Photo-based referring expression data
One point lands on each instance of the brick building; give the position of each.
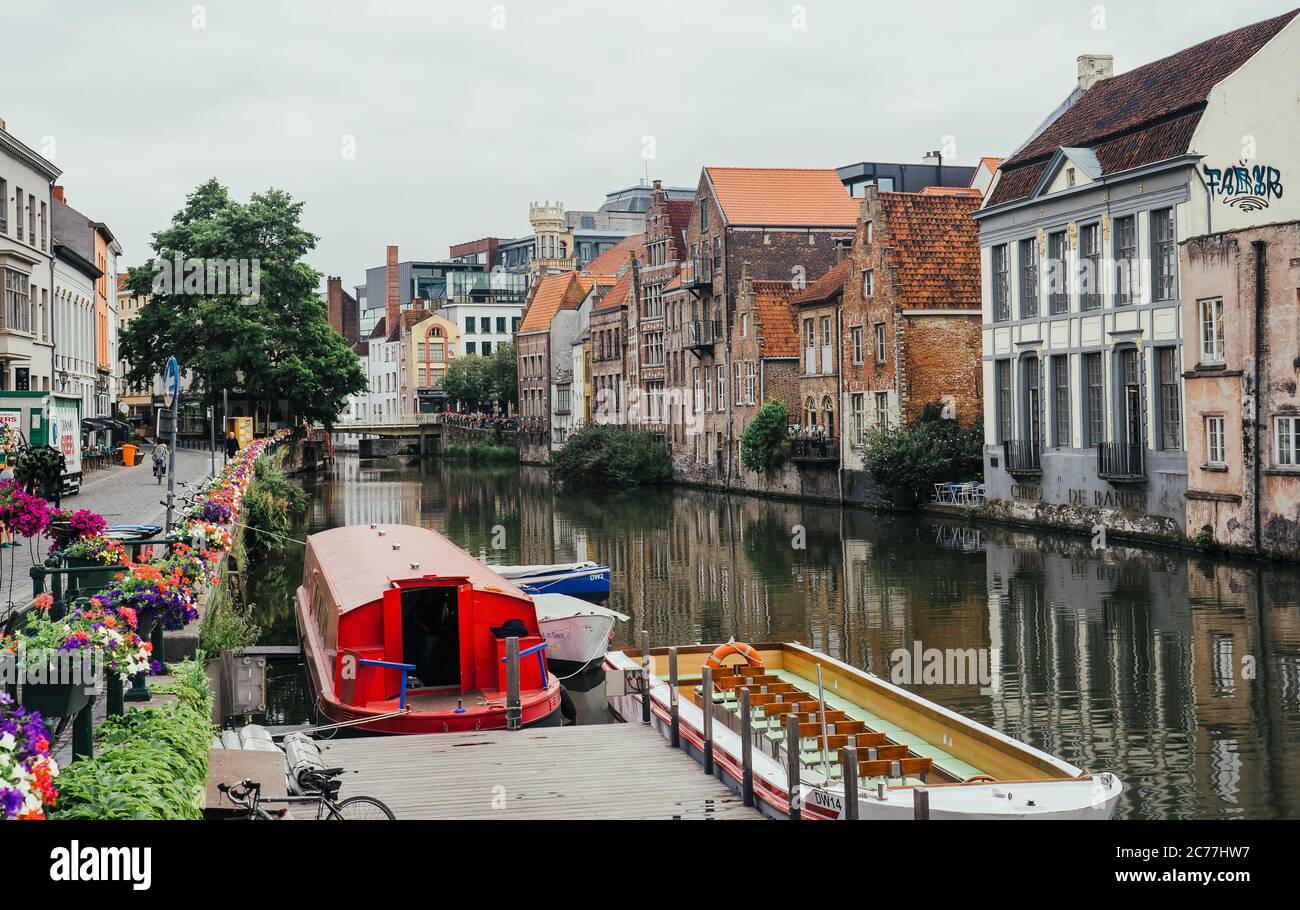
(911, 323)
(776, 224)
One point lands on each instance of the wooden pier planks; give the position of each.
(603, 771)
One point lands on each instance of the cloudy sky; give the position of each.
(427, 124)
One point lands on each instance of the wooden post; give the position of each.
(792, 771)
(645, 676)
(707, 684)
(514, 705)
(850, 781)
(921, 804)
(746, 749)
(672, 698)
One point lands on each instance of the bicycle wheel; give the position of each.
(363, 809)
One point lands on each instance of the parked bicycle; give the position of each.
(247, 796)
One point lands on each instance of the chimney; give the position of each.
(1093, 68)
(334, 302)
(393, 300)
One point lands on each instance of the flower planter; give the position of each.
(57, 700)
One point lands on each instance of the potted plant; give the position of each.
(27, 770)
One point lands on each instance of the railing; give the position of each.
(1121, 460)
(1022, 456)
(705, 333)
(814, 449)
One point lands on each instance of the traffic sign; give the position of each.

Your goal:
A word-for-word copy of the records above is needed, pictures excluded.

Solution to this task:
One point lands on each instance of the brick building; give the position of each.
(911, 323)
(776, 224)
One point lands on each instance of the wooden pier planks; give the position of each.
(603, 771)
One point lands on each instance of the cloudy sky; give the position of each.
(427, 124)
One point lands on each instance of the wooden post; give the position of each.
(792, 771)
(645, 676)
(707, 684)
(514, 705)
(850, 781)
(921, 804)
(746, 749)
(672, 698)
One point lands on each instance of the bicycle wheel; give the position of each.
(363, 809)
One point lands on each instance of the parked bicycle; give the position of each.
(247, 796)
One point lands on each instance of the chimney; give the position of each.
(1093, 68)
(334, 302)
(393, 300)
One point lands on each instance of the flower planter; give the position of each.
(57, 700)
One point lands on each instance of the potted plant; give the position of each.
(27, 770)
One point lands on each instance of the railing; give the position of each.
(1121, 460)
(1022, 456)
(705, 333)
(814, 449)
One point lands on each instance of the traffic sign; give the position of each.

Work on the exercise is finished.